YOUR GOAL —
Will you quote only the lines starting at the one that contains "Labeling fields. Category: green" and ending with the last line of the listing below, inclusive?

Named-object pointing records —
--

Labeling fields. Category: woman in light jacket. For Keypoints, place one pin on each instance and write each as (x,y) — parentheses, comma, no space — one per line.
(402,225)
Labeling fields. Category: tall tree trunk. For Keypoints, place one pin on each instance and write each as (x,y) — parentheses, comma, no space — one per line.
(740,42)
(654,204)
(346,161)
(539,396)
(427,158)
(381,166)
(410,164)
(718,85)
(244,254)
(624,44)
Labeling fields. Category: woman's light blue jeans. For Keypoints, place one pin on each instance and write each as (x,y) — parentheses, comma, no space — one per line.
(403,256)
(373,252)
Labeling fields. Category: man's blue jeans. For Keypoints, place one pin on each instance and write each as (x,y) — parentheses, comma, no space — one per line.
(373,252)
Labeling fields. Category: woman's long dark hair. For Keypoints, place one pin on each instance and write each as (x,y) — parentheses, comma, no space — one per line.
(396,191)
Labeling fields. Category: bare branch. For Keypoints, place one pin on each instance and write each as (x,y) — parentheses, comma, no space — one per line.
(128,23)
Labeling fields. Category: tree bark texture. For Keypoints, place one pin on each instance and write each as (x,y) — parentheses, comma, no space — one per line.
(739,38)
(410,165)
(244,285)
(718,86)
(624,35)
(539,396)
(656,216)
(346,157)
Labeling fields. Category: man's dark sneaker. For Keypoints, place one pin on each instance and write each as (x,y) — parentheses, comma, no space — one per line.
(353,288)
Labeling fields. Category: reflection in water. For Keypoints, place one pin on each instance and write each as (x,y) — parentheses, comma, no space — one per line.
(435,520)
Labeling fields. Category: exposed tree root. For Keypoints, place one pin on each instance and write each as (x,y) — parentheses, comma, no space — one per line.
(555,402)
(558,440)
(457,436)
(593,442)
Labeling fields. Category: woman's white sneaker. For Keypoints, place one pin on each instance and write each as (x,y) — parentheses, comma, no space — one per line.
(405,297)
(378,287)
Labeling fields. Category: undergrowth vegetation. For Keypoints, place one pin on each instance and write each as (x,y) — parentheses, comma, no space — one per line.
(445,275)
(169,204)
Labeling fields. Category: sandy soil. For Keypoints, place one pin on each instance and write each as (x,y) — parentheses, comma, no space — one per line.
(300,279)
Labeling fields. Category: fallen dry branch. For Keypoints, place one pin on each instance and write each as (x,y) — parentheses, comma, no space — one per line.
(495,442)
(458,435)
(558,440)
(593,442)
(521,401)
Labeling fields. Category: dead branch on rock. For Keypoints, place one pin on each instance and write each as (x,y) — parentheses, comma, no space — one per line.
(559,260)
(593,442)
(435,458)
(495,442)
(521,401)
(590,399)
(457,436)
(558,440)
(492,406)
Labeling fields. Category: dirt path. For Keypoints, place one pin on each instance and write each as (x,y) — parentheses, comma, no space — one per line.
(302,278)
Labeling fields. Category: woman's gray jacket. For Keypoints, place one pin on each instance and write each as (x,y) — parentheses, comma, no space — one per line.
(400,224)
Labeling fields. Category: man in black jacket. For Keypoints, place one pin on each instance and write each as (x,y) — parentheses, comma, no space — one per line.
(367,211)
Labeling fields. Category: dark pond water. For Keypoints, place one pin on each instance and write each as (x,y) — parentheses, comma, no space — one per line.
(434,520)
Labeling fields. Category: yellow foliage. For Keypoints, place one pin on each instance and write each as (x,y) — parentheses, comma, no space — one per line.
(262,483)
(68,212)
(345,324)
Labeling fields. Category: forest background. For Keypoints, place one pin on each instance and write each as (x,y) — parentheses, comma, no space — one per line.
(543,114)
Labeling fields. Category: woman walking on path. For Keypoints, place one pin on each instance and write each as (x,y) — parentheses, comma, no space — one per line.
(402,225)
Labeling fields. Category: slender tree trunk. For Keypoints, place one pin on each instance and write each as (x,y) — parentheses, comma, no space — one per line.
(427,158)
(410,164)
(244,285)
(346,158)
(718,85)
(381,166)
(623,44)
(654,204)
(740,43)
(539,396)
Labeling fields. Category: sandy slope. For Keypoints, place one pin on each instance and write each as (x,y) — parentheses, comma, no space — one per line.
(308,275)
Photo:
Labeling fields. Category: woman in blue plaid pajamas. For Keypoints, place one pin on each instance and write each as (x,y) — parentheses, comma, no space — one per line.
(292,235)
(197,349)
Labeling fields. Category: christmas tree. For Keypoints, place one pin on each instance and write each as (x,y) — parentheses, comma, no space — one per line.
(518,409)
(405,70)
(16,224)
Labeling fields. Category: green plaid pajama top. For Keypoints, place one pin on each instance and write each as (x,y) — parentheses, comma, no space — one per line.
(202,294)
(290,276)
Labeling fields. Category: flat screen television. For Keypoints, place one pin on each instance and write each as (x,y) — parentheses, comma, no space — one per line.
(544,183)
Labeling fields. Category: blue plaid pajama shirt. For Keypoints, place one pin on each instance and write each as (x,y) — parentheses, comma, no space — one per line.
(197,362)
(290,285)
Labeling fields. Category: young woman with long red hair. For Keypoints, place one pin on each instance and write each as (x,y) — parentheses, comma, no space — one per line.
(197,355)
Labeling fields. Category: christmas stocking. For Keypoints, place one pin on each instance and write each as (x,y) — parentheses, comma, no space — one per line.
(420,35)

--

RESULT OF THE TASK —
Labeling fields. Category: green plaid pajama top. For Keypoints, place one pin on each instance and write each as (x,y) — parentheses, comma, no space — one per line.
(202,294)
(290,276)
Labeling fields. Category: flat screen television. For Keypoints, place one pin on each instance and write each as (x,y) — parentheses, comma, no space — one per line.
(544,183)
Labeling fields. Category: blue plaid pajama shirt. For Keypoints, place one pin on each instance and write each as (x,y) — parentheses, comma, no space — one per line.
(197,362)
(290,285)
Labeling fields. Category: young woman with long red hair. For Keypoints, place one pin on each instance and write each as (x,y) — parentheses, comma, no space — one per line.
(197,355)
Labeling fields. Category: christmas stocking. For Keypoints, place one pin on each instance and write each as (x,y) — parentheses, comma, no space — one per line.
(420,35)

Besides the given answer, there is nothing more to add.